Dataset records
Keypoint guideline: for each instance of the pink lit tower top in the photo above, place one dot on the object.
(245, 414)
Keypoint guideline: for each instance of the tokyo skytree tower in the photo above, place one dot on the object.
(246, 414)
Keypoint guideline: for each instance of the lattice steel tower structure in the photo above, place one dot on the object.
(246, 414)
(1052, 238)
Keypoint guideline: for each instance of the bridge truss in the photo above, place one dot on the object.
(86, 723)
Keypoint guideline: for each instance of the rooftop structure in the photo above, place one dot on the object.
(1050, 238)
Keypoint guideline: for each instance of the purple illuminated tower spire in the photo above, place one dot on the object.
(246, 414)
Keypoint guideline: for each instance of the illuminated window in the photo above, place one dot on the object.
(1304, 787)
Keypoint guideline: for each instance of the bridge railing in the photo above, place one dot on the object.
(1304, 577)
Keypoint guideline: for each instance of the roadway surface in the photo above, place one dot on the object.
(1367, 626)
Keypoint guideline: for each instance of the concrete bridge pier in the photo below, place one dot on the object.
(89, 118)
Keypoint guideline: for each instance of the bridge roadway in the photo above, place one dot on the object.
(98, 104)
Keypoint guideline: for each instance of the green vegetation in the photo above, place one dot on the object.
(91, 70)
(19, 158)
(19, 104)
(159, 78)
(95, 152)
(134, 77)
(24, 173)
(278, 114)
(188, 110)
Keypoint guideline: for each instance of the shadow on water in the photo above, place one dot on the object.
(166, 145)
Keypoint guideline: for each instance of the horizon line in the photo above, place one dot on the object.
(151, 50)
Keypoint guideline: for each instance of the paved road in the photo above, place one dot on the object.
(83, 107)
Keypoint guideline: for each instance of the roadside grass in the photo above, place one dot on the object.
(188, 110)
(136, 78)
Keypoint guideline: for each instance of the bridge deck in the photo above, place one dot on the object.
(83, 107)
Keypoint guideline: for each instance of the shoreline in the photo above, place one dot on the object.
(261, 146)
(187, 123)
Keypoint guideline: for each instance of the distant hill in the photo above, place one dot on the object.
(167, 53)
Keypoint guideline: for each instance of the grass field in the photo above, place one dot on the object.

WHAT TO DO:
Output every line above as a JSON list of strings, one string per line, omitting blank lines.

OUTPUT BELOW:
[
  "Keypoint guideline: for each instance of the pink lit tower top in the photo above, place one dot on the object.",
  "(245, 414)",
  "Keypoint guideline: for each instance of the tokyo skytree tower in the photo above, place one dot on the object.",
  "(246, 414)",
  "Keypoint guideline: for each instance of the lattice steel tower structure in the photo above, place one dot on the object.",
  "(246, 414)",
  "(1052, 238)",
  "Keypoint guideline: for each instance of the bridge truss in the photo above, place one dot on the object.",
  "(86, 723)",
  "Keypoint guideline: for each instance of the rooftop structure in the photo above, place one dot on the object.",
  "(1050, 238)",
  "Keypoint guideline: for each instance of the purple illuminated tower spire in the photo above, place one dot on the object.",
  "(246, 414)",
  "Keypoint guideline: for each instance of the illuminated window in the photo above, place one dot on the object.",
  "(1304, 787)",
  "Keypoint guideline: for each instance of the bridge railing in the photo above, place one dot on the object.",
  "(1304, 577)",
  "Keypoint guideline: for each instance of the roadway surface in the photo above, place one dot on the object.",
  "(1367, 626)",
  "Keypoint guideline: for each instance of the concrete bridge pier in the photo below, place one dot on the object.",
  "(89, 118)",
  "Keypoint guideline: for each instance of the bridge roadway in the photo above, place one dot on the object.",
  "(98, 104)",
  "Keypoint guideline: for each instance of the green vegetation in the photo above, place one dot on the object.",
  "(91, 70)",
  "(19, 158)",
  "(19, 104)",
  "(159, 78)",
  "(95, 152)",
  "(134, 77)",
  "(24, 173)",
  "(278, 114)",
  "(188, 110)",
  "Keypoint guideline: for each instance of the shadow on water in the photo above, place one dot on the object.",
  "(166, 145)",
  "Keypoint guideline: for each instance of the horizon line in the photo above, place one dot on the object.",
  "(151, 50)",
  "Keypoint guideline: for each instance of the paved road in the photo above, place one dot on the object.",
  "(83, 107)",
  "Keypoint guideline: for each instance of the roadside grass in the photo above, place one dot on the object.",
  "(188, 110)",
  "(136, 78)",
  "Keypoint guideline: for each instance of the bridge deck in the photo above, place one dot on the object.",
  "(83, 107)",
  "Keypoint guideline: for each instance of the shoreline in the photo above, place one dot on the object.",
  "(261, 146)",
  "(187, 123)",
  "Keypoint guideline: for each instance of the distant hill in the photo above, place one dot on the object.",
  "(167, 53)",
  "Keypoint guideline: for each instance of the grass field in the photo above, place one dot on the object."
]